WORK INSTRUCTIONS | From the entries below, return every line that includes the word "blue".

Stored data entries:
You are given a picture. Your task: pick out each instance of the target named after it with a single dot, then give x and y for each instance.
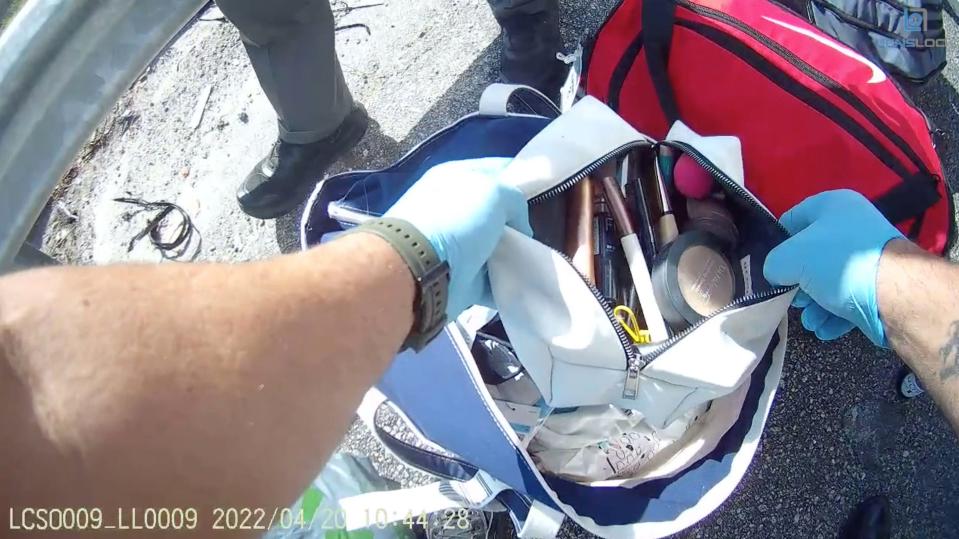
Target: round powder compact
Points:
(712, 216)
(692, 279)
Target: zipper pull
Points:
(631, 386)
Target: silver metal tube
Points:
(63, 65)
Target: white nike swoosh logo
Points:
(878, 75)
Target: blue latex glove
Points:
(833, 255)
(463, 208)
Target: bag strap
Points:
(909, 199)
(497, 97)
(657, 20)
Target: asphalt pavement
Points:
(838, 432)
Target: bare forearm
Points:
(919, 304)
(192, 385)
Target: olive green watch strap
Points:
(432, 276)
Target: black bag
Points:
(907, 37)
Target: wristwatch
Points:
(431, 275)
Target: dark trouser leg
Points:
(292, 49)
(531, 39)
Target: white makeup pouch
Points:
(564, 331)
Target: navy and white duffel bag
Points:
(544, 408)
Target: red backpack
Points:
(812, 114)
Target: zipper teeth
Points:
(741, 302)
(808, 70)
(741, 191)
(604, 303)
(573, 180)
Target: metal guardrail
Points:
(63, 65)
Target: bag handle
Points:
(657, 20)
(497, 97)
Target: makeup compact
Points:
(711, 215)
(693, 278)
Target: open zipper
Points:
(848, 97)
(636, 361)
(751, 299)
(629, 348)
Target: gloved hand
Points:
(463, 208)
(833, 255)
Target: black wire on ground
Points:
(184, 231)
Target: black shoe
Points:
(283, 179)
(530, 44)
(871, 519)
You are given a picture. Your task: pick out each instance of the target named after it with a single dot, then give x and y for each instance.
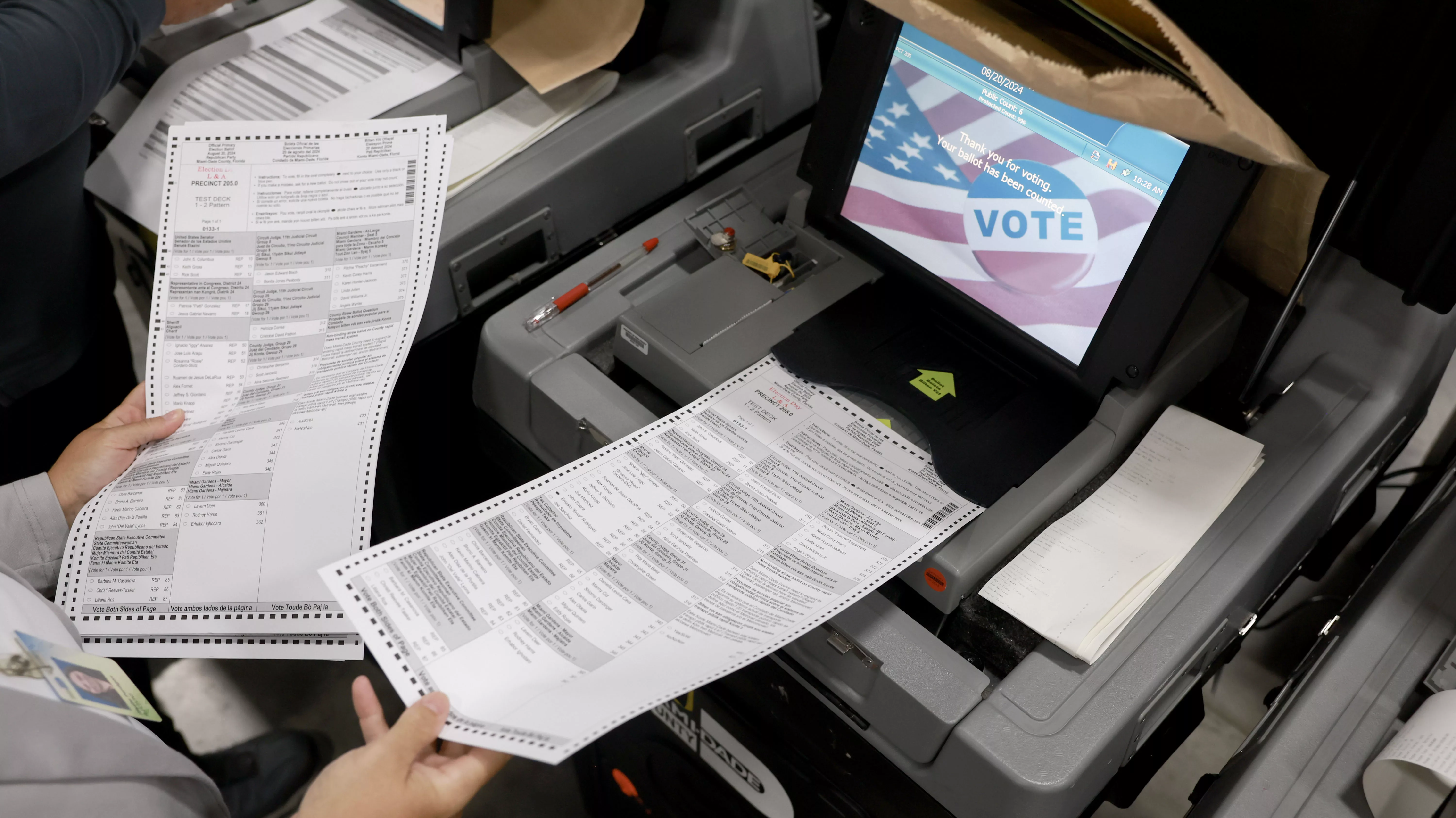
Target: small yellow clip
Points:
(771, 268)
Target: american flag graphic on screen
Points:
(1014, 220)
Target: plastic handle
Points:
(571, 297)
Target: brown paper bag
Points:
(1272, 236)
(551, 43)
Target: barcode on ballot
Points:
(938, 516)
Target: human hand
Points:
(184, 11)
(101, 453)
(400, 774)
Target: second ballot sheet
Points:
(652, 567)
(293, 264)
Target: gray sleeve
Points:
(33, 532)
(58, 60)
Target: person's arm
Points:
(60, 57)
(33, 532)
(58, 60)
(37, 513)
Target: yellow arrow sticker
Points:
(935, 385)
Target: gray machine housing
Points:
(726, 75)
(1390, 650)
(1049, 737)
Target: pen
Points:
(555, 306)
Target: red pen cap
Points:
(571, 297)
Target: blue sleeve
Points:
(58, 60)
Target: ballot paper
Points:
(1416, 772)
(292, 270)
(670, 558)
(488, 139)
(325, 60)
(1081, 581)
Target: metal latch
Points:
(845, 645)
(592, 430)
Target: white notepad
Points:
(1083, 580)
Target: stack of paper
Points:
(497, 134)
(1083, 580)
(292, 270)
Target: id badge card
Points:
(88, 680)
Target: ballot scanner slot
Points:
(505, 261)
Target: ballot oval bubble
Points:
(1030, 228)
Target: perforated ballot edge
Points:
(248, 634)
(385, 640)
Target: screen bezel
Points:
(1182, 241)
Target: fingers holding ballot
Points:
(401, 772)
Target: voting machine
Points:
(700, 85)
(1378, 659)
(882, 712)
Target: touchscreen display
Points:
(1029, 206)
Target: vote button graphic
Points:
(1030, 228)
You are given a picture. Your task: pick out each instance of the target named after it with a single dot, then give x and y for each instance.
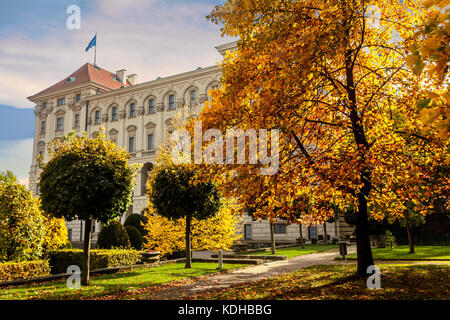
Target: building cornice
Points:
(158, 82)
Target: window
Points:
(97, 117)
(151, 106)
(131, 144)
(150, 141)
(132, 110)
(248, 232)
(43, 126)
(279, 228)
(77, 120)
(192, 96)
(172, 102)
(60, 124)
(114, 114)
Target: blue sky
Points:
(148, 37)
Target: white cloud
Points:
(149, 38)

SOLUTION |
Target: blue latex glove
Target: blue sleeve
Target: blue sky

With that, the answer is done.